● Tasks and exercises:
(a) In the forum thread on bronze versus stainless steel watch costs, which model is said to be the only one without an accuracy certificate?
(b) Please carry on the forum thread about bronze and stainless steel watch costs from the point where it stops.

##### Document section #####

# Bronze VS SS cost



## CJN

Quick question on the costs between the two.
Can someone tell how the Bronze is being sold for less than the Stainless Steel?
Seems everywhere other companies are charging 60% to 80% more than the Stainless Steel.
Did I overlook something? Love the price by the way, need to sell some of my loot


----------



## W. C. Bartlett

This is an introductory offer with a very low margin and available only on pre-order. Prices are going to $1649.00 next week.

Regards,

Bill





CJN said:


> Quick question on the costs between the two.
> Can someone tell how the Bronze is being sold for less than the Stainless Steel?
> Seems everywhere other companies are charging 60% to 80% more than the Stainless Steel.
> Did I overlook something? Love the price by the way, need to sell some of my loot
> 
> I think I may have answered my own question.
> The hint was the 100N
> Is it that the bronze has the non accuracy/regulation certificate?:
> * Swiss ETA 2836 Elabore movement adjusted in 3 positions only, with no accuracy/regulation certificate (as opposed to the BS100 w/ movement adjusted in 5 positions with accuracy/regulation certificate)


----------



## PloProf Pimp

If you read the specs on the aquadive website, the movement in the Bronze BS100 is the same as the BS100 and BS300. And all three come with an Elabore movement regulated in 5 positions with an accuracy certificate. The BS100N is the only model that doesn't come with an accuracy certificate. As for cost differences between Bronze and S/S models, maybe aquadive gets a better deal on their Bronze, or they just choose not to mark it up so much like other brands?? Bronze isn't an expensive alloy like Titanium, so there is no reason for a big difference in cost over S/S. Either way, the BS100 Bronze is an awesome deal considering its origins, and country of manufacture and assembly. I can't wait to get mine!

THE MAKING OF AQUADIVE


----------



## arutlosjr11

My Bronzo arrives today!


----------



## W. C. Bartlett

Have no idea when mine will arrive. Enjoy.



arutlosjr11 said:


> My Bronzo arrives today!


----------



## Dimitris

arutlosjr11 said:


> My Bronzo arrives today!


Green, green, green! :-d

Where is mine? SS caseback.

Regards
Dimitris


----------



## arutlosjr11

Dimitris said:


> Green, green, green! :-d
> 
> Where is mine? SS caseback.
> 
> Regards
> Dimitris


If it has shipped, track it using the tracking # provided.


----------



## alba1

Bronze version doesnt have a HELIUM RELEASE VALVE. That is the difference.


----------



## arutlosjr11

alba1 said:


> Bronze version doesnt have a HELIUM RELEASE VALVE. That is the difference.


I wouldn't say that's the _main_ cost difference.

The OP said, "_*Seems everywhere other companies are charging 60% to 80% more than the Stainless Steel.*_"

And he's correct. Other brands do charge much more for the bronze versions of their watches compared to their identical stainless steel versions. But bronze costs less than stainless steel.

##### Excerpted records #####

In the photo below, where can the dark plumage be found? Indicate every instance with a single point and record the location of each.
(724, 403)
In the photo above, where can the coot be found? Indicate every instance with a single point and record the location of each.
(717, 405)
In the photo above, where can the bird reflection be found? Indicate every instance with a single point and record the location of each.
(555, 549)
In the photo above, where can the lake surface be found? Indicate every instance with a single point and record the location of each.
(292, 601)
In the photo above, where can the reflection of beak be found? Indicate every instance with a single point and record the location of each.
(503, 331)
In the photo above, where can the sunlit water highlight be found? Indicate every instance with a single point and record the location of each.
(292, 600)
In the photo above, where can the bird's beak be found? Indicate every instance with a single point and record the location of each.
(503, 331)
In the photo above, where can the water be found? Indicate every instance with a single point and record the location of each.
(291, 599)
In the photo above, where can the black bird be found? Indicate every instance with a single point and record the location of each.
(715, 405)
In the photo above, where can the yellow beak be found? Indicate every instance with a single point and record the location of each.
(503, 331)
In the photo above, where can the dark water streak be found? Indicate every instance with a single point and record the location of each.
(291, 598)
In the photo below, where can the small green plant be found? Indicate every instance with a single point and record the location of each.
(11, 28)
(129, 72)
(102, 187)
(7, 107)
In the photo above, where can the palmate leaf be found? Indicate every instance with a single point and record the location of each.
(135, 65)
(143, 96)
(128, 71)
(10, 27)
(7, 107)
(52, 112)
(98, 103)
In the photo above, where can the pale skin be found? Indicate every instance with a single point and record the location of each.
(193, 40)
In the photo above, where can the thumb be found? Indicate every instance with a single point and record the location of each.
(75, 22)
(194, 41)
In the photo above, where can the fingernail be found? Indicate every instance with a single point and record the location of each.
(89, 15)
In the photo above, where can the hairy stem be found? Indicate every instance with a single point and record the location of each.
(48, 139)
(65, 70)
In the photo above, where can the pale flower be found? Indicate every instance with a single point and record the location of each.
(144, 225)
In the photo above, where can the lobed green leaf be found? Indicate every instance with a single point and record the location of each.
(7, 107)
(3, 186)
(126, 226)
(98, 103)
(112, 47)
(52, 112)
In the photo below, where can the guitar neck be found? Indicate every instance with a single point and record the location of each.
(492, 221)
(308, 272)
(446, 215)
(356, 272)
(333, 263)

#####

● Answers for the exercise:
(a) The BS100N.

(b)
The lack of an HRV accounts for just a small % of the price difference between the two models. Aquadive's bronze BS100 does not cost 60 to 80% more than their stainless steel BS100. And the lower price difference is not solely because of the absence of an HRV. Its also available for pre order price right now, and once that ends, it will rise to list price so it will be even closer in price (yet still a few hundred less) to their BS100 in stainless steel.

Aquadive just chose to offer the bronze to their customers at a very fair price instead of gouging them. To make the new bronze BS100, they had to invest in a new DLC process using the best and most expensive DLC coating company (they are in Switzerland and do IWC and Panerai's DLC work) in the world. So that entailed the prototype and patent process for their custom Brown DLC as it'd never been attempted before, manufacturing new custom brown dials, manufacturing new custom brown DLC indices and crowns, and also manufacturing new custom brown DLC buckles and new custom brown ISOfrane straps.

The regular stainless steel BS100 does not have any of those features. So all those new features on the Bronze were an additional manufacturing and prototyping expense, yet Aquadive didn't raise the price of the bronze model above the stainless steel version. ;>)


----------



## streetracer101

arutlosjr11 said:


> I wouldn't say that's the _main_ cost difference.
> 
> The OP said, "_*Seems everywhere other companies are charging 60% to 80% more than the Stainless Steel.*_"
> 
> And he's correct. Other brands do charge much more for the bronze versions of their watches compared to their identical stainless steel versions. But bronze costs less than stainless steel.
> 
> The lack of an HRV accounts for just a small % of the price difference between the two models. Aquadive's bronze BS100 does not cost 60 to 80% more than their stainless steel BS100. And the lower price difference is not solely because of the absence of an HRV. Its also available for pre order price right now, and once that ends, it will rise to list price so it will be even closer in price (yet still a few hundred less) to their BS100 in stainless steel.
> 
> Aquadive just chose to offer the bronze to their customers at a very fair price instead of gouging them. To make the new bronze BS100, they had to invest in a new DLC process using the best and most expensive DLC coating company (they are in Switzerland and do IWC and Panerai's DLC work) in the world. So that entailed the prototype and patent process for their custom Brown DLC as it'd never been attempted before, manufacturing new custom brown dials, manufacturing new custom brown DLC indices and crowns, and also manufacturing new custom brown DLC buckles and new custom brown ISOfrane straps.
> 
> The regular stainless steel BS100 does not have any of those features. So all those new features on the Bronze were an additional manufacturing and prototyping expense, yet Aquadive didn't raise the price of the bronze model above the stainless steel version. ;>)


When does the pre-sale pricing end anyway?


----------



## alba1

arutlosjr11 said:


> I wouldn't say that's the _main_ cost difference.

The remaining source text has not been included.